**About this exercise:** Produce an exact copy of the data below.

**Saved entries:**
◇ ◇ ◇ ◇

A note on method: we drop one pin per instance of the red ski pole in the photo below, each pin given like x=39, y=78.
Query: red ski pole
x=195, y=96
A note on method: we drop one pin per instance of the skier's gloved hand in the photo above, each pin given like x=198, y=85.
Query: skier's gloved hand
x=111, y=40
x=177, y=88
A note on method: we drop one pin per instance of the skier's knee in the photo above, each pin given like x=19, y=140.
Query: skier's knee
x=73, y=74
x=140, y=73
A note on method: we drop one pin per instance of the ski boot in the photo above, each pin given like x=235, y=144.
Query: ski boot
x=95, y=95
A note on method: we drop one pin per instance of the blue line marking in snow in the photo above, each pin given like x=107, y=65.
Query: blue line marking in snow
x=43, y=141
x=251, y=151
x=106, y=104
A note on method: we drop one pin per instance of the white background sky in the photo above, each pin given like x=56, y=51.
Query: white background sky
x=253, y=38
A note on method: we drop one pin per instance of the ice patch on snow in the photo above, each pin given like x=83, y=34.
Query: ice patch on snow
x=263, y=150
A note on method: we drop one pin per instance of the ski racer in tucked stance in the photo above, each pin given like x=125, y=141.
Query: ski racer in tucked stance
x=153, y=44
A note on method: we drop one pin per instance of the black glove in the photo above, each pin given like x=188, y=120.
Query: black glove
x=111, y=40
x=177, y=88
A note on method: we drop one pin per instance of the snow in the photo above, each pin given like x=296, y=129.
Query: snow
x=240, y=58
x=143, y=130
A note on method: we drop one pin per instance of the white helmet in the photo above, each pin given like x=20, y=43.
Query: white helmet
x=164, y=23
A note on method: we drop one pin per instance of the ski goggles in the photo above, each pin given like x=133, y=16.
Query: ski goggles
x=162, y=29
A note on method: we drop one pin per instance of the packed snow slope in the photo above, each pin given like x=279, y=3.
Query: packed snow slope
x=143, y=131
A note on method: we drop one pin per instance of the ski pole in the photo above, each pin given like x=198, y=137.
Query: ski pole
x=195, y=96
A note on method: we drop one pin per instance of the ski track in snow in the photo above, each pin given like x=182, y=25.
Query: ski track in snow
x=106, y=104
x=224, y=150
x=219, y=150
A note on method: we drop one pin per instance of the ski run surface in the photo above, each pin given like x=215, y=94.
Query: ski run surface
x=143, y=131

◇ ◇ ◇ ◇

**Solution to this exercise:**
A note on method: we drop one pin per instance of the red ski pole in the photo below, each pin given like x=39, y=78.
Query: red ski pole
x=195, y=96
A note on method: we drop one pin per instance of the skier's gloved hand in the photo above, each pin given like x=198, y=85.
Query: skier's gloved hand
x=111, y=40
x=177, y=88
A note on method: we drop one pin per instance of the skier's knee in the photo above, each pin given like x=19, y=140.
Query: skier's knee
x=73, y=74
x=140, y=73
A note on method: we drop one pin per instance of the ski boot in the photo above, each pin given like x=235, y=144.
Query: ski boot
x=95, y=95
A note on method: we drop one pin per instance of the blue line marking in snow in the photo above, each pin given like x=107, y=65.
Query: blue line marking in snow
x=43, y=141
x=251, y=151
x=106, y=104
A note on method: we drop one pin per instance of the white background sky in the photo above, each pin given like x=56, y=51.
Query: white background sky
x=253, y=38
A note on method: we drop one pin per instance of the ice patch on snow in the photo above, each pin given like x=83, y=34.
Query: ice patch on snow
x=263, y=150
A note on method: we drop one pin per instance of the ski racer in tucked stance in the photo above, each pin given like x=125, y=141.
Query: ski racer in tucked stance
x=153, y=44
A note on method: we drop one pin per instance of the black glove in the photo above, each pin given like x=188, y=120.
Query: black glove
x=111, y=40
x=177, y=88
A note on method: we drop one pin per instance of the snow in the photo above, each pin given like x=296, y=129.
Query: snow
x=240, y=58
x=143, y=130
A note on method: we drop one pin per instance of the white helmet in the photo above, each pin given like x=20, y=43.
Query: white helmet
x=164, y=23
A note on method: we drop one pin per instance of the ski goggles in the photo above, each pin given like x=133, y=16.
Query: ski goggles
x=162, y=29
A note on method: we drop one pin per instance of the packed snow slope in the photo above, each pin given like x=279, y=3.
Query: packed snow slope
x=143, y=131
A note on method: we drop one pin per instance of the ski pole in the photo above, each pin given like x=198, y=137.
Query: ski pole
x=195, y=96
A note on method: we drop one pin per instance of the ski track in snow in the photo above, each pin given like x=182, y=25.
Query: ski track in snow
x=106, y=104
x=224, y=150
x=219, y=150
A note on method: we drop one pin per instance of the ski run surface in the photo above, each pin given like x=215, y=94.
Query: ski run surface
x=143, y=131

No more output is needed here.